=== RECORDS SUPPLIED ===

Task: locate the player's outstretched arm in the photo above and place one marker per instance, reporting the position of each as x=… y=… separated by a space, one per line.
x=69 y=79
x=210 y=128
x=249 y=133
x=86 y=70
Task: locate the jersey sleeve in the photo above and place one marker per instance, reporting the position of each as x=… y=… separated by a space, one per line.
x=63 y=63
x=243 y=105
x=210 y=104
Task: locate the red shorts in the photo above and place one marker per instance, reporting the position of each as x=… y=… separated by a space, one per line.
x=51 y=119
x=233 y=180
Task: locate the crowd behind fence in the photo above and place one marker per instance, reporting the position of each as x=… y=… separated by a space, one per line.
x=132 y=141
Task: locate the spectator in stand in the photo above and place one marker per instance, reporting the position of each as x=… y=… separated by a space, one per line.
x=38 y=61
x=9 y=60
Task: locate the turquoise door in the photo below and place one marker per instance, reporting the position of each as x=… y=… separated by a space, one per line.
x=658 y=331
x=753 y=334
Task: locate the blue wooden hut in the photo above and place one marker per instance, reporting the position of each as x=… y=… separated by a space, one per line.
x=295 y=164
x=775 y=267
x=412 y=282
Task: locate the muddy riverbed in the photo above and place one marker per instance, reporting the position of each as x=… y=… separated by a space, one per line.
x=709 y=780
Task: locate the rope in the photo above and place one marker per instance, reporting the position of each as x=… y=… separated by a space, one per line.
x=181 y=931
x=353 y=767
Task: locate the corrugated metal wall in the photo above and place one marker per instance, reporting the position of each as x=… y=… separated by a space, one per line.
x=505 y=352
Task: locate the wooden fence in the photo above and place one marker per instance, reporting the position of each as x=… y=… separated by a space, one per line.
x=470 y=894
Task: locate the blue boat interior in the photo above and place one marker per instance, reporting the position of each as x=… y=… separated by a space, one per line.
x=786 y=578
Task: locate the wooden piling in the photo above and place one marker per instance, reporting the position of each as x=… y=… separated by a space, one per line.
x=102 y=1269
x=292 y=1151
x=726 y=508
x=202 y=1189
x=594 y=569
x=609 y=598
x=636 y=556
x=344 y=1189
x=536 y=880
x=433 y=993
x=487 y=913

===

REQUIREMENT –
Rewrite the lines from the first one through the line with "x=233 y=180", changing "red shorts" to "white shorts" and leaving everything else as it is.

EXERCISE RESPONSE –
Task: locate the player's outstretched arm in the photo above and place one marker per instance, reporting the position of each as x=… y=… separated by a space, one per line.
x=69 y=79
x=210 y=128
x=249 y=133
x=86 y=70
Task: locate the jersey sleeve in the photo above and place one marker per instance, reporting the position of each as x=… y=… separated by a space, one per line.
x=63 y=63
x=243 y=105
x=210 y=104
Task: locate the white shorts in the photo above and place one marker per instance, reporting the position of each as x=… y=… separated by a space, one per line.
x=51 y=119
x=233 y=180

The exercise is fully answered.